* WHAT THE TASK REQUIRES *
Render the listing below as a Markdown table with the columns Row and Line, one row per line, numbered in order. Leave out blank lines and any pictures.

# # # # #

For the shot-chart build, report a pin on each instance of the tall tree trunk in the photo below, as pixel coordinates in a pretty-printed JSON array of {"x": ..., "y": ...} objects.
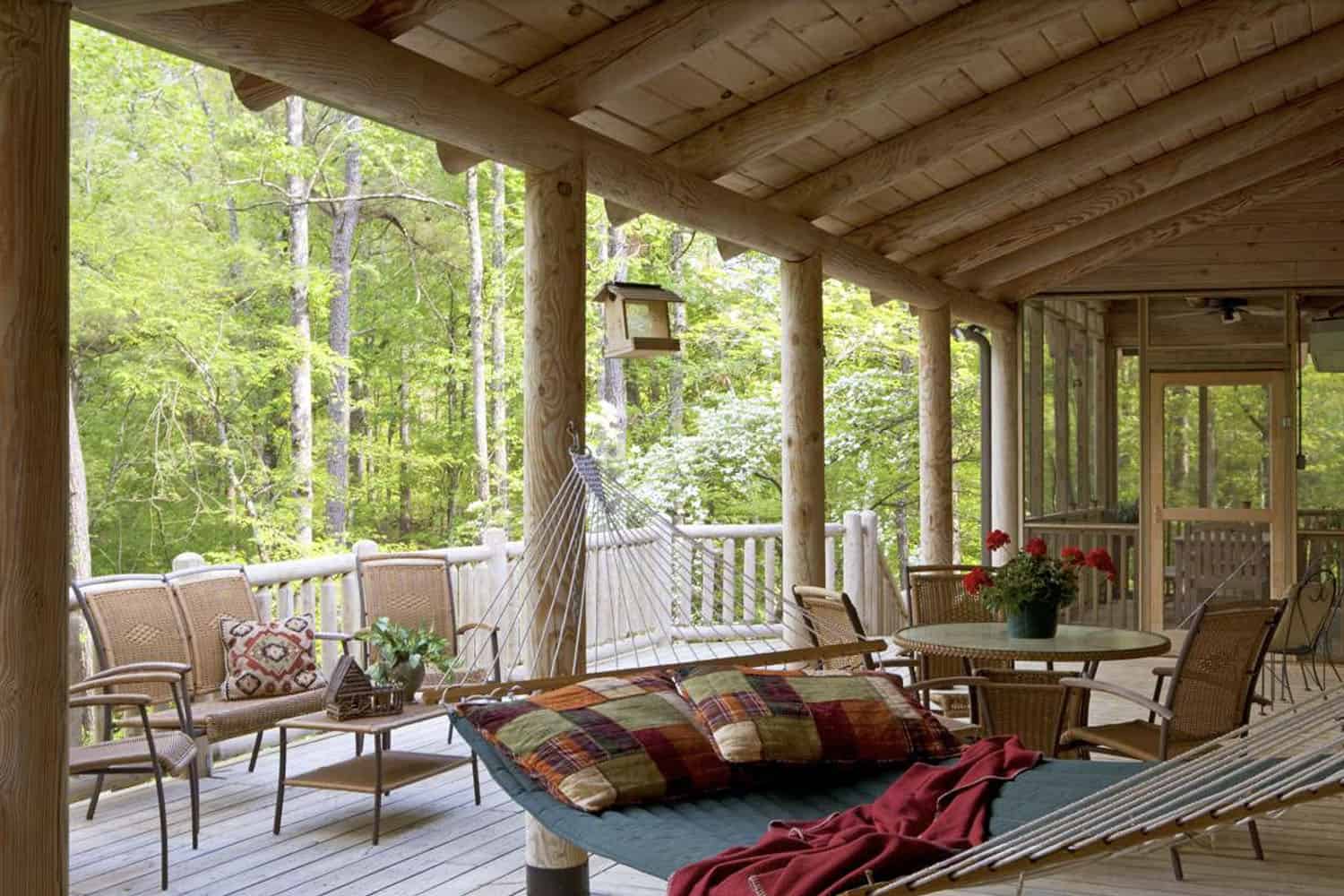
[
  {"x": 676, "y": 383},
  {"x": 338, "y": 403},
  {"x": 403, "y": 413},
  {"x": 613, "y": 368},
  {"x": 478, "y": 327},
  {"x": 81, "y": 563},
  {"x": 497, "y": 354},
  {"x": 301, "y": 375}
]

# # # # #

* TASK RESULT *
| Row | Line |
|---|---|
| 1 | For the shot-chart build, report a pin on each instance of the tall tree trunk in the photo below, as pixel coordinates in a pretty-printed JSON array of {"x": ..., "y": ...} objects. |
| 2 | [ |
| 3 |   {"x": 676, "y": 383}, |
| 4 |   {"x": 338, "y": 403}, |
| 5 |   {"x": 403, "y": 413}, |
| 6 |   {"x": 613, "y": 368}, |
| 7 |   {"x": 478, "y": 327}, |
| 8 |   {"x": 81, "y": 563}, |
| 9 |   {"x": 497, "y": 354}, |
| 10 |   {"x": 301, "y": 375} |
| 11 | ] |